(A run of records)

◇ ◇ ◇ ◇

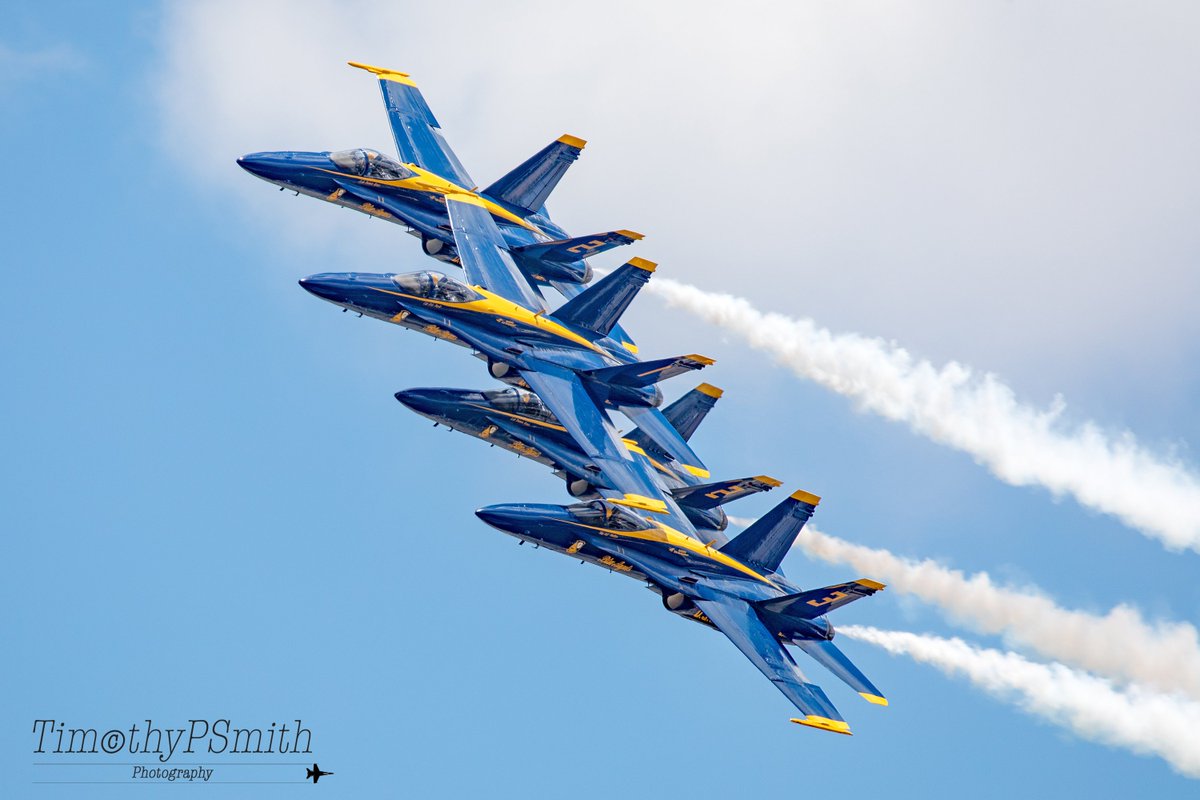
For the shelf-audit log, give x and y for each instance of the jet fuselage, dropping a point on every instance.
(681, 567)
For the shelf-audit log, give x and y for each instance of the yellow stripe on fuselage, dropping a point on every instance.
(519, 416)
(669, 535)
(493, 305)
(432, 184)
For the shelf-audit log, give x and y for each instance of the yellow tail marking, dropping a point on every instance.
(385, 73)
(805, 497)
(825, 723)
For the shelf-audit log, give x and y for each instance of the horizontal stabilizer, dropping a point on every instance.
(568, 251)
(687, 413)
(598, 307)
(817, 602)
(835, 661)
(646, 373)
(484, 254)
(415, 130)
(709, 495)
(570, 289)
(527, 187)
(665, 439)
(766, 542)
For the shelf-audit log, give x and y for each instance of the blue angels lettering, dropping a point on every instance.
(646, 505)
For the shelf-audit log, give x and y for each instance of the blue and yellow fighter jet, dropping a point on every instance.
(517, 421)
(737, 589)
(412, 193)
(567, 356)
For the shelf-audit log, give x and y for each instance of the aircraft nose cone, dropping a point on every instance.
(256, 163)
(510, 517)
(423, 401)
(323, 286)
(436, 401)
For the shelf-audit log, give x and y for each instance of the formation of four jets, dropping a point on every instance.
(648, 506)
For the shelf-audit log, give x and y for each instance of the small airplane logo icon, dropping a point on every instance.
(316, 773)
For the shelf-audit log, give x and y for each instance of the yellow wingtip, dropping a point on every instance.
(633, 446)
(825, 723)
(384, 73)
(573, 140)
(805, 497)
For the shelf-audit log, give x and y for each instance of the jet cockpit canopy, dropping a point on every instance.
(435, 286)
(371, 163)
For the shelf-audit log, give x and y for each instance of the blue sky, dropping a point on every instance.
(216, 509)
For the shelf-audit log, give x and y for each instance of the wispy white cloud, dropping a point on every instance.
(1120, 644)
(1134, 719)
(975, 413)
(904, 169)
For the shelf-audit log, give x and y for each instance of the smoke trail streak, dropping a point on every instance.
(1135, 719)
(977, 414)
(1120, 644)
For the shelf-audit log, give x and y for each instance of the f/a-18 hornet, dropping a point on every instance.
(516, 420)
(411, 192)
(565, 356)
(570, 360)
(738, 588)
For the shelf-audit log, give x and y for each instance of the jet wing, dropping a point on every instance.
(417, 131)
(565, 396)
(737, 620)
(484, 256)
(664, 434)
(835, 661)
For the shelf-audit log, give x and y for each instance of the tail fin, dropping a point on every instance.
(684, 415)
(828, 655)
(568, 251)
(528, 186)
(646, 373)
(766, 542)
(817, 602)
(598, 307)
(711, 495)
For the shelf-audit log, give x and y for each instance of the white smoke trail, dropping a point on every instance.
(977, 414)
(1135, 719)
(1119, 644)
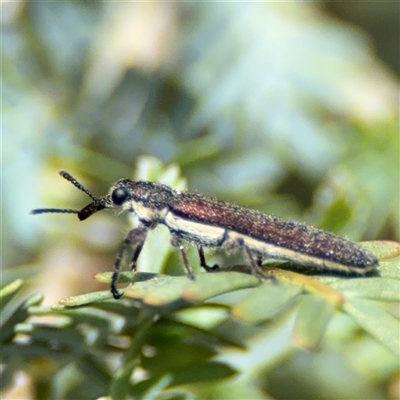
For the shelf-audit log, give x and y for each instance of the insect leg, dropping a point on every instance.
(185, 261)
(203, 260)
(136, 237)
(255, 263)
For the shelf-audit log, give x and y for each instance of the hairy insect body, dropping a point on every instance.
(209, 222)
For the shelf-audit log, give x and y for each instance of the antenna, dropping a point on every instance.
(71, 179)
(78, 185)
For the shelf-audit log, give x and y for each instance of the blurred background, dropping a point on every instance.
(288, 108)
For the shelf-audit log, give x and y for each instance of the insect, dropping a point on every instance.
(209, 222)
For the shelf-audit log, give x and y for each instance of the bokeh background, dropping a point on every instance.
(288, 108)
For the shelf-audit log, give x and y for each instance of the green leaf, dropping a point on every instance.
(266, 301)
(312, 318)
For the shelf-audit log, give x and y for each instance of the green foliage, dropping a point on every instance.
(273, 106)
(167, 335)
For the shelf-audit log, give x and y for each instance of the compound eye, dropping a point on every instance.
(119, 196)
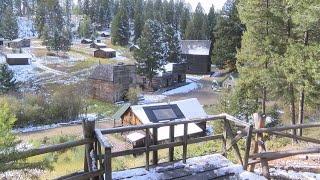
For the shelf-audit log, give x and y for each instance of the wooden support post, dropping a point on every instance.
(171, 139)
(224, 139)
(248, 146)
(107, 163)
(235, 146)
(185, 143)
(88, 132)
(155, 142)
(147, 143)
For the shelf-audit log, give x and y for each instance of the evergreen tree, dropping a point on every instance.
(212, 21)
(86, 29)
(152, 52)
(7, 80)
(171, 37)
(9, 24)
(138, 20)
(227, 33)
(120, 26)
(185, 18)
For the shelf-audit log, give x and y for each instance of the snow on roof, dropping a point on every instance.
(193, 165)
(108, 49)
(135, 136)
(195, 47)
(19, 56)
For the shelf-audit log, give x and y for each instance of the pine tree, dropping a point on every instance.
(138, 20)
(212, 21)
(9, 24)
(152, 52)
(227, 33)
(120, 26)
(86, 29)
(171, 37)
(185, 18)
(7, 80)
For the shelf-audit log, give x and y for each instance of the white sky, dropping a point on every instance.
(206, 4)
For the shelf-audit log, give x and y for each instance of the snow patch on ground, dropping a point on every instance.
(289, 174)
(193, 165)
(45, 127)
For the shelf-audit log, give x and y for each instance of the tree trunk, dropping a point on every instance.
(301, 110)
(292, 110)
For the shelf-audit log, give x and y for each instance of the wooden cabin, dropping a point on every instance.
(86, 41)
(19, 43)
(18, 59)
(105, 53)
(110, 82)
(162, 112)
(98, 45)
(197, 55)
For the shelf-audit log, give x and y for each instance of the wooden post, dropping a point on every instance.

◇ ◇ ◇ ◇

→ **PROBLEM STATEMENT**
Retype only the lines above from the one with "foliage, dropping a point on every instance." through the last, both ends included, keeping every picture out of the copy.

→ **RESULT FOR THIS EXERCISE**
For the shelf-audit log, give x and y for each instance of the green foliage, dropping a point on every instance.
(273, 106)
(167, 335)
For the shelf-audit log, give x and y for each instance of the compound eye, dropping a point on every instance.
(119, 196)
For the shelf-audit log, give x and y for each instance of the wooden support post, dropping a point on every instance.
(171, 139)
(224, 139)
(248, 146)
(107, 163)
(235, 146)
(185, 143)
(88, 132)
(155, 142)
(147, 143)
For the shelf-audit log, give x and y for each instance of the evergreen tree, dropping a point on every instance.
(212, 21)
(86, 29)
(152, 52)
(7, 80)
(171, 37)
(9, 24)
(138, 20)
(227, 33)
(120, 26)
(185, 18)
For the shelf-audit log, give x and y for each instance of the snow on roof, dropping a point on every instance.
(193, 165)
(108, 49)
(135, 136)
(195, 47)
(19, 56)
For the shelf-audit log, give x and y for each instance of the pine tree, dropping a point on every instance.
(138, 20)
(212, 21)
(9, 24)
(152, 52)
(227, 33)
(120, 26)
(86, 29)
(171, 37)
(185, 18)
(7, 80)
For the shelf-audit log, give x and y for each instance of the white sky, dropping a point on every instance.
(206, 4)
For the shelf-audit log, give x and y for each instance of the snow patch on ground, dropping a point on every instance.
(289, 174)
(193, 165)
(45, 127)
For the shelf-audit log, give x and y for each instance of the tree trunk, dropping a point on every instance.
(301, 110)
(292, 110)
For the shelf-audit log, give x and y for each instance of the wooden cabin, dropping a point on every instance.
(86, 41)
(19, 43)
(18, 59)
(105, 53)
(110, 82)
(162, 112)
(98, 45)
(197, 55)
For the shelf-audit log, give x and y for each instance of the wooden post, dropping a point on every instance.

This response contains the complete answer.